▶ Excerpted text:
Archive for March, 2010


Global Warming Contrarians Part 5: Counting Carbon

27 March 2010

This is the latest instalment in a continuing series of posts on the (mostly bad) arguments that contrarians make against global warming. A list of earlier parts in the series can be found at the bottom of this post.

Claim: Natural CO2 emissions far outweigh our own.

Fact: This claim is true but misleading. Before the Industrial Revolution, natural emissions of 698 Gt/yr were balanced by natural absorptions of 698 Gt/yr (neglecting volcanic emissions, which make no significant difference on human timescales):

Average CO2 emissions and absorptions circa 1750. All figures are in gigatonnes of CO2 (GtCO2); to convert to gigatonnes of carbon (GtC), multiply by 3/11. (Simplified version of IPCC AR4 WGI Figure 7.3)

Human emissions are indeed much lower than natural emissions (for 2000-2008, 28.1 Gt/yr from fossil fuels and 5.3 Gt/yr from land use change), but they are not balanced by natural absorption, so the CO2 has been building up in the atmosphere: Read the rest of this entry ?

[Records from a data source]

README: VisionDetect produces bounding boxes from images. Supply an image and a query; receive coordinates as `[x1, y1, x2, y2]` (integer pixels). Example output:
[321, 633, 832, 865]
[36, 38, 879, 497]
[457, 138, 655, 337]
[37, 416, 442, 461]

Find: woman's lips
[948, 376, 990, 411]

▶ Task requirements:
(a) Answer these questions from the global warming post:
(i) What date does the post carry?
(ii) Before the Industrial Revolution, how many gigatonnes per year of natural CO2 emissions were balanced by natural absorptions?
(iii) For 2000-2008, how much CO2 per year came from fossil fuels?
(b) Reproduce every line of the data-source entries without any change.

▶ Answers to the tasks:
(a)
(i) 27 March 2010
(ii) 698 Gt/yr
(iii) 28.1 Gt/yr

(b)
README: VisionDetect produces bounding boxes from images. Supply an image and a query; receive coordinates as `[x1, y1, x2, y2]` (integer pixels). Example output:
[321, 633, 832, 865]
[36, 38, 879, 497]
[457, 138, 655, 337]
[37, 416, 442, 461]

Find: woman's lips
[948, 376, 990, 411]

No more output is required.